Page text:
****************
Paige and her fiancé have two autumn 2021 goals: save for a wedding and an emergency fund. There’s one problem: they only have around $200 per month to save. How can they grow the gap when they’ve run out of things to cut and ways to earn more?
Kat’s investor friend connected her with a wholesaler who only deals in cash. How can she find $130,000 to buy her subject property?
“Jon,” an anonymous caller, is renting his grandparent’s property, which he plans to make his forever home. It’s on the older side and needs renovations, but the repairs don’t need to happen immediately. How can he fund these repairs while also avoiding a mortgage payment in his 60s?
Anonymous caller “Chadwick” is planning for financial independence. Given that his employer covers his housing, when should he and his wife look for a house? Now, or in the last year of his job?
Annalis wants to know whose approach to business I prefer: Gary Vee’s, or Cal Newport’s? She also asks: how do you become a good speaker?
My friend and former financial planner Joe Saul-Sehy joins me to answer these five questions today. Enjoy!
Paige asks (at 1:52 minutes):
I’m looking for ideas on how to grow the gap. My fiancé and I net around $4,000 per month combined, but our minimum monthly expenses (including savings) are around $3,700, and that assumes nothing goes wrong. We want to build an emergency fund before I start graduate school this fall, and we also want to save for an October wedding. We estimate that we need to save $5,000 for the wedding. What can we do to meet our financial goals?
I already drive for DoorDash around six hours per week, and my fiancé works part-time while attending school. Neither of us has the bandwidth to take on much more work. Our rent and utilities are 40 percent of our expenses, but we’re tired of moving and our lease doesn’t end for another nine months. There aren’t many other expenses we can cut.
I also have $25,000 in student loan debt (on an income-based repayment plan) which, at the time of this question, is in forbearance until January 2021. We have $2,000 in credit card debt and owe $8,000 on our car.
What’s the best path forward to get us on solid financial footing?
“Chadwick” asks (at 27:24 minutes):
If the market cooperates, my wife and I are on track to be financially independent (FI) in seven years, just by saving 55 percent of our after-tax income and investing in index funds.
There’s a twist, though: my employer pays for our housing, including utilities and maintenance. When I leave my job, we’ll need a place to live, which increases our expenses in FI.
Should I buy the house now and rent it out until we’re ready to move in? Buy in the last year of my work? Or buy a piece of land with the intent to build?
****************
Data shown:
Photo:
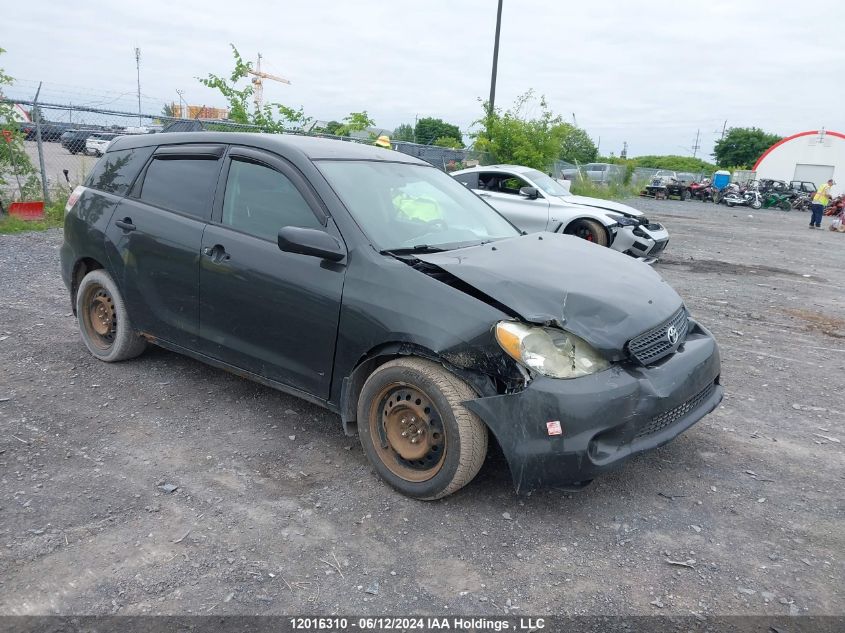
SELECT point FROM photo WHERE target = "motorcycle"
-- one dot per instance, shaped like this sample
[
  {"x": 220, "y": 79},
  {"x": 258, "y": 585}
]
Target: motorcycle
****************
Exercise instructions: Continue the personal finance Q&A text above, starting right after its last sentence.

Answer to this task:
If I buy the house now and rent it out, I assume I’ll need to get an investor mortgage, but if I buy in my last year of work, I worry that the bank won’t give me favorable terms, knowing that I’m quitting soon.
I think we’ll have enough funds to buy a house without a mortgage in our taxable account, but I’d rather not dip into those funds until we reach FI. I’d also prefer to have money in all three of the Roth, Traditional IRA, and taxable buckets while in FI for maximum tax options. Plus, paying for a house in full with our taxable funds would deplete the account dramatically.
What should we do?
“Jon” asks (at 36:48 minutes):
I’m 24 years old and renting my grandparent’s property. Upon their passing, I’ll inherit the property, and I plan to live here forever with the goal of keeping it in the family.
However, the farmhouse was built in the 1860s, and building new seems more sensible than renovating. My plan is to live in the existing house for the next 10 years, and then build new. But I don’t want to begin a 30-year mortgage at age 35.
Instead, I’m thinking of buying a rental property, this way I can start a mortgage now, while having someone else pay it for me. (If required, I can make additional payments on top of their payment.) Once 10 years pass, I’ll either sell it and use the capital towards a mortgage with a shorter term, or I’ll continue to use it as an extra income stream to help pay for the mortgage on the new build.
I have a good paying job with benefits and good growth potential. I have a decent emergency fund and also have $50,000 saved for a downpayment. I could invest this money in my side business, but I think real estate would yield higher returns. Plus, I believe that building capital is an important component of financial freedom.
Are there better options for the $50,000 I have, or is my plan solid?
Kat asks (at 56:45 minutes):
An investor friend of mine connected me with his agent – a wholesaler who only deals in cash. The subject property I’m looking to buy is $130,000, and I’m trying to figure out how to come up with the money.
I was denied a cash-out refi on my condo because of my low outstanding balance; my loan-to-value ratio isn’t high enough.
I have the cash to buy the property, but it’s tied up in a rollover IRA (which is invested in low-cost index funds).
My current portfolio consists of the rollover IRA, a Roth IRA, liquid cash, and a 457b that I just started.
Should I take the tax hit and use up the nest egg in my rollover IRA to buy an investment property? I’ve also heard that some people use credit cards (in a calculated manner) to buy investment properties – what do you think about that?
Annalis asks (at 1:01:52 minutes):
Which school of thought are you in: Gary Vaynerchuk, or Cal Newport?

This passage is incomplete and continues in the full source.